Task prompt.
The lines to be copied run from the one containing "Annotation task: tag one point per instance of the rough" to the end of the material below; reproduce them exactly, including both ends, and nothing more.

Excerpt from a dataset.
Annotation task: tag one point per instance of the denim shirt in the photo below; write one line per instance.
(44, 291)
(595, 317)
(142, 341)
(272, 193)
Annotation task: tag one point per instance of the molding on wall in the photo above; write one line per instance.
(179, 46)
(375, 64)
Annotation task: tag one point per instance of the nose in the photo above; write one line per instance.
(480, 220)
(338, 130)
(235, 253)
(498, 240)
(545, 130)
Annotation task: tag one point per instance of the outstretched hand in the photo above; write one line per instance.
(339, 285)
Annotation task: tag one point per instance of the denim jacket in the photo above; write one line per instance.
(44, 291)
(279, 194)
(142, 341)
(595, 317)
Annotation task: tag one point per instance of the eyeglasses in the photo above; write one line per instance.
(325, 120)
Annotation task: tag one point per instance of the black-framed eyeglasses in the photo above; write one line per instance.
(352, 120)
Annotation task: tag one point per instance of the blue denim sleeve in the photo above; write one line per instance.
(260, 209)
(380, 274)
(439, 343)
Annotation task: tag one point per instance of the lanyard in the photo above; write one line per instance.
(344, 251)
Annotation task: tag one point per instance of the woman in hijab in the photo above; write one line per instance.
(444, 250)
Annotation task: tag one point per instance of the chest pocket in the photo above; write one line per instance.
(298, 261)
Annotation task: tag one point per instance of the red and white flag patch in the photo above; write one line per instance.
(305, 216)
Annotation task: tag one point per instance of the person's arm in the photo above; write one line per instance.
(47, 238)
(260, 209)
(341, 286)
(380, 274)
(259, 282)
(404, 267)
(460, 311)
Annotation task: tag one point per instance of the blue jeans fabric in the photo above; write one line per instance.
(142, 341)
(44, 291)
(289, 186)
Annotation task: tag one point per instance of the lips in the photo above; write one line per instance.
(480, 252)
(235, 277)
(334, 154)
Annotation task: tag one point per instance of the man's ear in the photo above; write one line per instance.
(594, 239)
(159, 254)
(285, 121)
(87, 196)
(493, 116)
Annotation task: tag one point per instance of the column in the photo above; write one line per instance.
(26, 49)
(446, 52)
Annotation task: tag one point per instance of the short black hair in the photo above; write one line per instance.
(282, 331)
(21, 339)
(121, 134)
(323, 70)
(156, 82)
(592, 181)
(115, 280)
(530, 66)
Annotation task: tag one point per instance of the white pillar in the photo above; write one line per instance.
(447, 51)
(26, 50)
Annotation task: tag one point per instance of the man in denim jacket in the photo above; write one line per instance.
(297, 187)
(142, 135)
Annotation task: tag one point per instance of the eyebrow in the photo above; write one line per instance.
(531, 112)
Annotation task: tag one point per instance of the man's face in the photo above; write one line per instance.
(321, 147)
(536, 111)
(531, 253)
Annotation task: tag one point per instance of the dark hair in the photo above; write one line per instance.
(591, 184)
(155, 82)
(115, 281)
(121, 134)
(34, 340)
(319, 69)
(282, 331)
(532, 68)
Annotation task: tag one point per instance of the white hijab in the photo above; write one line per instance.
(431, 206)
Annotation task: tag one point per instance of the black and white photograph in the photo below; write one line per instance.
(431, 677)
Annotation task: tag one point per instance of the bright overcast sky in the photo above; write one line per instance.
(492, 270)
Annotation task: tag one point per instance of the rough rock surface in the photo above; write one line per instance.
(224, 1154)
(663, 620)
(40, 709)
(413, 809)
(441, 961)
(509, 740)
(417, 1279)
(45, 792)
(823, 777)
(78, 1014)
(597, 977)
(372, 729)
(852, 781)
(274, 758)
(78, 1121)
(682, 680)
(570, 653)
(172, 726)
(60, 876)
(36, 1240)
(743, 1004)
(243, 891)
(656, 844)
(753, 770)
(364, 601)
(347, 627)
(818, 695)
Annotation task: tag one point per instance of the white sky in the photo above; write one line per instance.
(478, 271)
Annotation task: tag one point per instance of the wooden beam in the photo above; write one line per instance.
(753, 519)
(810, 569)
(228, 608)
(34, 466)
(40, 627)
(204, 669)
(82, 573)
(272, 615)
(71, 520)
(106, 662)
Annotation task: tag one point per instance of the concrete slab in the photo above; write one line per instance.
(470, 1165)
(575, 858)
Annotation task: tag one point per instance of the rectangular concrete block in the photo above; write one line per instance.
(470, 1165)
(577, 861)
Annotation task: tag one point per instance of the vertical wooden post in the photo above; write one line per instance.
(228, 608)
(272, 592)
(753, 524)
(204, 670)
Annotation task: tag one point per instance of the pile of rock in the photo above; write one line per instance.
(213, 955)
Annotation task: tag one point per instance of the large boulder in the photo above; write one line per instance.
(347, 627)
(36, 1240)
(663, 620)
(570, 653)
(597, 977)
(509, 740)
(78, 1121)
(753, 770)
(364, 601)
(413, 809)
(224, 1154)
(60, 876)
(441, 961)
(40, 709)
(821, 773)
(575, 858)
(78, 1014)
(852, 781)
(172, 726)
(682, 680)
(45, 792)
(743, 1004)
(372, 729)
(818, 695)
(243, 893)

Correct response.
Annotation task: tag one point per instance of the rough rock surface in the photo above; write one line per instance.
(224, 1154)
(663, 620)
(40, 709)
(413, 809)
(441, 961)
(509, 740)
(417, 1279)
(45, 792)
(823, 777)
(78, 1014)
(597, 977)
(372, 729)
(852, 781)
(274, 758)
(78, 1121)
(682, 680)
(570, 653)
(172, 726)
(60, 876)
(36, 1240)
(743, 1004)
(243, 891)
(656, 844)
(753, 770)
(364, 601)
(347, 627)
(818, 695)
Annotation task: tag one point per instance of the white sky in the photo above; write one line per instance.
(478, 271)
Annotation task: tag one point per instance of the wooden beam in the photo above; write one line per instance.
(753, 519)
(810, 569)
(228, 608)
(34, 466)
(40, 627)
(204, 669)
(82, 573)
(272, 615)
(71, 520)
(106, 662)
Annotation task: tag one point per instance of the concrete slab in the photo above; write one line per instance.
(470, 1165)
(575, 858)
Annotation task: tag one point per instance of the rectangular concrete block in the photo above; write one line per instance.
(470, 1165)
(577, 861)
Annotation task: tag one point per instance of the vertical wooden post in the photo above; write one line per instance.
(228, 608)
(272, 592)
(753, 524)
(204, 670)
Annotation task: tag one point per instance of the pile of rock in the photo above; write one line per instance.
(213, 955)
Annotation task: tag one point per instance of the large boulder in the photo above; write one line per instance.
(347, 627)
(36, 1240)
(663, 620)
(570, 653)
(597, 977)
(509, 740)
(78, 1121)
(753, 770)
(364, 601)
(413, 809)
(224, 1154)
(60, 876)
(441, 961)
(40, 709)
(821, 773)
(575, 858)
(78, 1014)
(852, 781)
(172, 726)
(682, 680)
(45, 792)
(743, 1004)
(372, 729)
(818, 695)
(243, 893)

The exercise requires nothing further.